# WHAT IS BEING ASKED
Keep only those lines of the records that include the string "american".

# Natural language region descriptions
┌──

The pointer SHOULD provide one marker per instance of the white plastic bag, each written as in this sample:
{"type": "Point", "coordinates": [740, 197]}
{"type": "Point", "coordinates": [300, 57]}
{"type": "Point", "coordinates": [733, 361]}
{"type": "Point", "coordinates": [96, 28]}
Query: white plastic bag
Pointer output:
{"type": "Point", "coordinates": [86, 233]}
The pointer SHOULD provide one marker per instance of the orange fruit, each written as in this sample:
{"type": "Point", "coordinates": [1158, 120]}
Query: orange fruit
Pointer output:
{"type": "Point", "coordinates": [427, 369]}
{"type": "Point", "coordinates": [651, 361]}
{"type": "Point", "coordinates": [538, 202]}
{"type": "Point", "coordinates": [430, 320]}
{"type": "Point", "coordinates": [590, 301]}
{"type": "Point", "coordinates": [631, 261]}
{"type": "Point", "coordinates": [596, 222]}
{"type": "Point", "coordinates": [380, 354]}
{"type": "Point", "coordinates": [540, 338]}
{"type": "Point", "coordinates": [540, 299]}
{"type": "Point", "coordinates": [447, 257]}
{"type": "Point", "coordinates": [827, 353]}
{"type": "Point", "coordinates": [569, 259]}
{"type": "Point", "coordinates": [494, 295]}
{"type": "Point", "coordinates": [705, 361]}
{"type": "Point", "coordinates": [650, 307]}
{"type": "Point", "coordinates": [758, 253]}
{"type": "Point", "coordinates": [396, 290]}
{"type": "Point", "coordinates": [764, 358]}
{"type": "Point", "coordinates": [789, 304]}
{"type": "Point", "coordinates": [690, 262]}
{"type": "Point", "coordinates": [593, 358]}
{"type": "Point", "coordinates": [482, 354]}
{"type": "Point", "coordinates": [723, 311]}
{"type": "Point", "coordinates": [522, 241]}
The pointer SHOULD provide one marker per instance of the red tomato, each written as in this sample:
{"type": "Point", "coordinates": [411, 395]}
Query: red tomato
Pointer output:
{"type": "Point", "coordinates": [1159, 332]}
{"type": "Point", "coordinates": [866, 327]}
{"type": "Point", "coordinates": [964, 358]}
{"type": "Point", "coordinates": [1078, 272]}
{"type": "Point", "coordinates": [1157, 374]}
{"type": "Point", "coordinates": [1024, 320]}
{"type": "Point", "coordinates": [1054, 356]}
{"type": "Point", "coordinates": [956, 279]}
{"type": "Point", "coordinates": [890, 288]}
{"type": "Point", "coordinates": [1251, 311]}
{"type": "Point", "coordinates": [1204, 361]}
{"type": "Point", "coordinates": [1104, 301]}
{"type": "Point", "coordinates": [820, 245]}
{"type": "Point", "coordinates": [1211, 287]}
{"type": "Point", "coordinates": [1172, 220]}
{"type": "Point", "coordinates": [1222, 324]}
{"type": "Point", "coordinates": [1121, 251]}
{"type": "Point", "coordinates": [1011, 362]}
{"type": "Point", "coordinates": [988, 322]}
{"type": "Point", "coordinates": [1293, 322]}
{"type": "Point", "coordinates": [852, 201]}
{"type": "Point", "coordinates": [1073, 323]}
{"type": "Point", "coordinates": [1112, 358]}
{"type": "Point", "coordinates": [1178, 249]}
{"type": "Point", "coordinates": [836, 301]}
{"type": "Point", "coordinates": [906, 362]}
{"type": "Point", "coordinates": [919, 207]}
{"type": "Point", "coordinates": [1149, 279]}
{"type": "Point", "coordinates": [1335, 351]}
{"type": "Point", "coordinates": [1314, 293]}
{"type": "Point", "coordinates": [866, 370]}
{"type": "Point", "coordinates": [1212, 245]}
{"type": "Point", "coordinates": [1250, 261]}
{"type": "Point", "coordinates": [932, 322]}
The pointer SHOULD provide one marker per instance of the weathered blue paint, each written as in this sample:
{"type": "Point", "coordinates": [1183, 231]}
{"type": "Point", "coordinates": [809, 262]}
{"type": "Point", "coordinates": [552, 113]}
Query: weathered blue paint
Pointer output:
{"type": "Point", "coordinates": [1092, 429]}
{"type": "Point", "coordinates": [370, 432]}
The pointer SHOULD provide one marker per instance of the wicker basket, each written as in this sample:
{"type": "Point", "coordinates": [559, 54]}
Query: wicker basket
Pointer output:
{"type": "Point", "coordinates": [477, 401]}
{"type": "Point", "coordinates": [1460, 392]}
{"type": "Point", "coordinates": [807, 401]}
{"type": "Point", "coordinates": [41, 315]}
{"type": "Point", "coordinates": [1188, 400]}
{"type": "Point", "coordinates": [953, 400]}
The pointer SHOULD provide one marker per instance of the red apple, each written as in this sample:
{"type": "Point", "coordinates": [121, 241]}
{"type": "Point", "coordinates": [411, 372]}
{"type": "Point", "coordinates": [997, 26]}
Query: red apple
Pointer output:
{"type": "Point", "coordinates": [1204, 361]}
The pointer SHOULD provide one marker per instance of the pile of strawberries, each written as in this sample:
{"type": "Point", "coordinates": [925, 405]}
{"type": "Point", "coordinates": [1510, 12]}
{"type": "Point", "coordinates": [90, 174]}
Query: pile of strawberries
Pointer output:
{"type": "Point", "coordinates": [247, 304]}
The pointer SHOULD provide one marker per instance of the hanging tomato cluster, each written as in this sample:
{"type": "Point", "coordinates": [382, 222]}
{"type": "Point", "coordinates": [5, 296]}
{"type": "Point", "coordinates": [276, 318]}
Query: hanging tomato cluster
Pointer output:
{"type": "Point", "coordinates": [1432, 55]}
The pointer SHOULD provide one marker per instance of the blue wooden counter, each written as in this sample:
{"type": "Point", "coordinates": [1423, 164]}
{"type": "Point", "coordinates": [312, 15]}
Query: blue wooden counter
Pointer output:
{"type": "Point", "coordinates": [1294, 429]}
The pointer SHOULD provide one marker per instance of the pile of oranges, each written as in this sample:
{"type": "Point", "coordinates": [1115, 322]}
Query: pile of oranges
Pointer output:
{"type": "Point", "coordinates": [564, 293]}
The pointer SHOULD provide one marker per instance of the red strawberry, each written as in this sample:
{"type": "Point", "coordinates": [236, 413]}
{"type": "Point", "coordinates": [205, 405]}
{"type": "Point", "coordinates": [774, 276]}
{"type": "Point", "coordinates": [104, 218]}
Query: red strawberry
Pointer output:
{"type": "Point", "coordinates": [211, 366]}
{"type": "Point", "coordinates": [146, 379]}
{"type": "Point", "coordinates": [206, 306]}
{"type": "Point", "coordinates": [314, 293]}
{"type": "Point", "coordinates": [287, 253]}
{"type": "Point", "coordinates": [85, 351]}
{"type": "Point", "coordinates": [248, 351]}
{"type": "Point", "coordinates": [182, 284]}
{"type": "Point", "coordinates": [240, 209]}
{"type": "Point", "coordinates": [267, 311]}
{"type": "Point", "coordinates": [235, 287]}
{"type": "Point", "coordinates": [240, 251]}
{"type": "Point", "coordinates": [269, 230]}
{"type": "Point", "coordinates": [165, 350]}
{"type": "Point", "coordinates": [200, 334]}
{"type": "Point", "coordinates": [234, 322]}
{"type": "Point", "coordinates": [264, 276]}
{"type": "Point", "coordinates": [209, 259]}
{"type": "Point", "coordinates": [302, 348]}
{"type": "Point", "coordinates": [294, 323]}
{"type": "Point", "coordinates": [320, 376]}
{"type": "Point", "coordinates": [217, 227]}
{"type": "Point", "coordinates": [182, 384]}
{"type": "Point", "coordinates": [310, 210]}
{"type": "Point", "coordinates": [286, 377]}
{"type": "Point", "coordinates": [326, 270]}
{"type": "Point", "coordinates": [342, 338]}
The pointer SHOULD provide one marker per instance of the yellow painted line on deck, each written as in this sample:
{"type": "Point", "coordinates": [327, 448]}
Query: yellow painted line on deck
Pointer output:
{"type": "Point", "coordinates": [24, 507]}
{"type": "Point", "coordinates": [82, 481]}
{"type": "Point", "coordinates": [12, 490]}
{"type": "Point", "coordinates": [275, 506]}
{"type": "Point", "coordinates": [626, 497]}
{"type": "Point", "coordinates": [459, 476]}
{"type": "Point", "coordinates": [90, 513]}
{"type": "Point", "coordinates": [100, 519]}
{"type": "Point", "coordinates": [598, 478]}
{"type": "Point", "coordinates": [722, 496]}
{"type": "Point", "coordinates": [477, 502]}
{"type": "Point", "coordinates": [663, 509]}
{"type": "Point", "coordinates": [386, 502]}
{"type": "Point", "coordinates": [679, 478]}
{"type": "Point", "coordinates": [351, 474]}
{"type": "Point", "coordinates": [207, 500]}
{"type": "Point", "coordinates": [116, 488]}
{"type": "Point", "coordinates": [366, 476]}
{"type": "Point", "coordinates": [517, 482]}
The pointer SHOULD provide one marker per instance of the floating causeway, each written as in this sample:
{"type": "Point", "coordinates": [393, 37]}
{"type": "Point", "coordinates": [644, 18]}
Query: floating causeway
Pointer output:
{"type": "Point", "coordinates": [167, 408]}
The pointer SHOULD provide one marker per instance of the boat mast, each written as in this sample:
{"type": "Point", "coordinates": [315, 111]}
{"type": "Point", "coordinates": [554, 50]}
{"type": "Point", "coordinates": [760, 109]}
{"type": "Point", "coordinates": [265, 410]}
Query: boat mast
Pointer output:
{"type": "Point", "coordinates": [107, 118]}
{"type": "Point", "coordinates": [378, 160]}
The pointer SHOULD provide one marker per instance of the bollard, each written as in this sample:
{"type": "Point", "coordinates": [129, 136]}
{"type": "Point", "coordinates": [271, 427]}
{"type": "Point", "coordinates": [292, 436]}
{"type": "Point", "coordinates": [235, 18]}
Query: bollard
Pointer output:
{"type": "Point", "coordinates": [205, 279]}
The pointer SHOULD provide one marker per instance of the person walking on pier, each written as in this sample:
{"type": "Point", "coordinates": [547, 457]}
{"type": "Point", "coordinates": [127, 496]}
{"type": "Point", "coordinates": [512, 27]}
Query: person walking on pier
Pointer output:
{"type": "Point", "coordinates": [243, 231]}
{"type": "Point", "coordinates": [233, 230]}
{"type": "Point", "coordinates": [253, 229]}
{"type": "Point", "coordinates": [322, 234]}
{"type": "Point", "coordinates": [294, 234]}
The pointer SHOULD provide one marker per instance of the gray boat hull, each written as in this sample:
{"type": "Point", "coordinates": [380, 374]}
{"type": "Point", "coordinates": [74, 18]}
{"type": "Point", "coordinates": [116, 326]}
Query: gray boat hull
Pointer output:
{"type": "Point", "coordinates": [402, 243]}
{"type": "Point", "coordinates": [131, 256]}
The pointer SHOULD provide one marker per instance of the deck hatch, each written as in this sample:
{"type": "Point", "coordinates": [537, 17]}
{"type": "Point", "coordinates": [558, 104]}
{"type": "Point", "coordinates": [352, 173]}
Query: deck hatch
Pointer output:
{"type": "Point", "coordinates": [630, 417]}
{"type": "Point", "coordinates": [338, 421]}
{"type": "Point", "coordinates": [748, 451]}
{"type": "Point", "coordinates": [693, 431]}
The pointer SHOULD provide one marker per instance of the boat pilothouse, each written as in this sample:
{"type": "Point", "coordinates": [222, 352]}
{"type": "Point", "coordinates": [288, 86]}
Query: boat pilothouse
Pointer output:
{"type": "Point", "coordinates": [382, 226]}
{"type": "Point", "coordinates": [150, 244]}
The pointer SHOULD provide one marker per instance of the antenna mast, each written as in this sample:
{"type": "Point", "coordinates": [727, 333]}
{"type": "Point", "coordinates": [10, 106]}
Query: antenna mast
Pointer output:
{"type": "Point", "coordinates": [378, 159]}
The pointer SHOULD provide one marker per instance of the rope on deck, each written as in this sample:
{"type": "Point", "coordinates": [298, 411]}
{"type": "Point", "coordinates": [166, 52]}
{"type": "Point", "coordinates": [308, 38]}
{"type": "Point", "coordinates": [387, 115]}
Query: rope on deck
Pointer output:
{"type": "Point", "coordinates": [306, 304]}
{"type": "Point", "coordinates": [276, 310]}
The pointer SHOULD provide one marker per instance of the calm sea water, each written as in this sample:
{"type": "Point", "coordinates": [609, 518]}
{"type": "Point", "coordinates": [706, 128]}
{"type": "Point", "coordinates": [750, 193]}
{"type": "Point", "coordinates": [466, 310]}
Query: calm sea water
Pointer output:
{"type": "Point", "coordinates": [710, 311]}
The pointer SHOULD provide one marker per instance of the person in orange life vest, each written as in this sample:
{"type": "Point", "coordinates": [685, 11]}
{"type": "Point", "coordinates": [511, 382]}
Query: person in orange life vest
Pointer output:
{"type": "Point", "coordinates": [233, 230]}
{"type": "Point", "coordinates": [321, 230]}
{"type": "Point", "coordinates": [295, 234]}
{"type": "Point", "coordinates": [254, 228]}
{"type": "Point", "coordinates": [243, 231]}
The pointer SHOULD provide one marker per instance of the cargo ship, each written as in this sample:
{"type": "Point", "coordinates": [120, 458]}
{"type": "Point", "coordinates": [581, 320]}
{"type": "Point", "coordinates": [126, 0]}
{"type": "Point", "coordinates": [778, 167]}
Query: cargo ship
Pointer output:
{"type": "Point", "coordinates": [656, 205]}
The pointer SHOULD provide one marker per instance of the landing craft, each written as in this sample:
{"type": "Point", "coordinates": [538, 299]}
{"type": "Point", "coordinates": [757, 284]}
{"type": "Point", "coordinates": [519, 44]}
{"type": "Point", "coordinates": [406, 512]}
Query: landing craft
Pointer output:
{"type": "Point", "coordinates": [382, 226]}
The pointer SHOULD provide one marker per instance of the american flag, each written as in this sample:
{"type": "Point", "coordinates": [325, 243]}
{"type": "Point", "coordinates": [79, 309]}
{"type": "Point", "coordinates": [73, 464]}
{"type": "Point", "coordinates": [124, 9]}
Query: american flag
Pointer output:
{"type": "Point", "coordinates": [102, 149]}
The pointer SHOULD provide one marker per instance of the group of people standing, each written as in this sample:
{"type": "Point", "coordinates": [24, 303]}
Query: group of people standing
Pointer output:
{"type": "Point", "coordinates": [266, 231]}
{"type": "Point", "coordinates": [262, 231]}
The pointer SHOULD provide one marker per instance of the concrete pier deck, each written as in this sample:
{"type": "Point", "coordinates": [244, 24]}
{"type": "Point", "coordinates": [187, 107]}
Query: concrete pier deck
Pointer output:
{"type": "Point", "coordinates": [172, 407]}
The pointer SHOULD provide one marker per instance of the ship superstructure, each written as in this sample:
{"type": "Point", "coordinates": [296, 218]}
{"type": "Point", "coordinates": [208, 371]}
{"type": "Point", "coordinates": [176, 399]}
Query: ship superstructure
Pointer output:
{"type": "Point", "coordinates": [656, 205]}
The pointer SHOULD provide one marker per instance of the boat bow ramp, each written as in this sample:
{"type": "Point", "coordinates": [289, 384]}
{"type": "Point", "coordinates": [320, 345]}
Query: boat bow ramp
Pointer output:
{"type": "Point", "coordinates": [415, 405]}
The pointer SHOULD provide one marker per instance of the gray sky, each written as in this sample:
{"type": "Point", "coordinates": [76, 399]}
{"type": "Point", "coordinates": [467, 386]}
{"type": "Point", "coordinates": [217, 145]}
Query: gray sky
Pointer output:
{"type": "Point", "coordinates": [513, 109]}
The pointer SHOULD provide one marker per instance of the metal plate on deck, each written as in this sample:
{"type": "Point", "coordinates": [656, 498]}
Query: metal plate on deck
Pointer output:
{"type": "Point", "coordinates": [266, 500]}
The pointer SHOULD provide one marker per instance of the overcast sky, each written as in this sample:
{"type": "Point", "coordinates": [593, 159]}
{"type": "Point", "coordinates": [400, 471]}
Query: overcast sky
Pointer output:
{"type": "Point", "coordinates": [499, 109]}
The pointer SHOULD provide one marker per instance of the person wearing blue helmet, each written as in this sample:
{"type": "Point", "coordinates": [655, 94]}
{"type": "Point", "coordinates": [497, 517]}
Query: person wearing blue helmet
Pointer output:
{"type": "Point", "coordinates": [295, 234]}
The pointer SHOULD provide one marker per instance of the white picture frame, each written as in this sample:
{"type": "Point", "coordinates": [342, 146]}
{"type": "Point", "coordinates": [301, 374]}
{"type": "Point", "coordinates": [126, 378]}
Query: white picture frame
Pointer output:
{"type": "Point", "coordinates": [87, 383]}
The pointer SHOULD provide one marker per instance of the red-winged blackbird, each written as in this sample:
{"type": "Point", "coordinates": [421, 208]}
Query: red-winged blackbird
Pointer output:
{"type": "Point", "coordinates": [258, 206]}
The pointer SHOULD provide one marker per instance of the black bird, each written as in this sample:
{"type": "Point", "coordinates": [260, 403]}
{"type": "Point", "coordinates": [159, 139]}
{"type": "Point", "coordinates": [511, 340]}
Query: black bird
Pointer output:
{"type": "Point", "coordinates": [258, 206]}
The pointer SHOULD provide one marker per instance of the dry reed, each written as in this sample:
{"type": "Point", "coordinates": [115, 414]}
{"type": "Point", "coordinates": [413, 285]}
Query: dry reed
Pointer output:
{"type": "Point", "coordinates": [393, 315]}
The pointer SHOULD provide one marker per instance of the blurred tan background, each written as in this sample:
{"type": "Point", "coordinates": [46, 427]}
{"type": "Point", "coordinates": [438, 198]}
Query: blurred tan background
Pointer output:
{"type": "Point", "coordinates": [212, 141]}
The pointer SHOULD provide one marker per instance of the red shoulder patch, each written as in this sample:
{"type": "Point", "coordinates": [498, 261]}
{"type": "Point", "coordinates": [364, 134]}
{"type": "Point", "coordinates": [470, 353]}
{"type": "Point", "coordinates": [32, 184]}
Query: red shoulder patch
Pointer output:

└──

# OUTPUT OF THE TASK
The pointer SHOULD provide one marker per instance of the american flag, each written as in this sample:
Query: american flag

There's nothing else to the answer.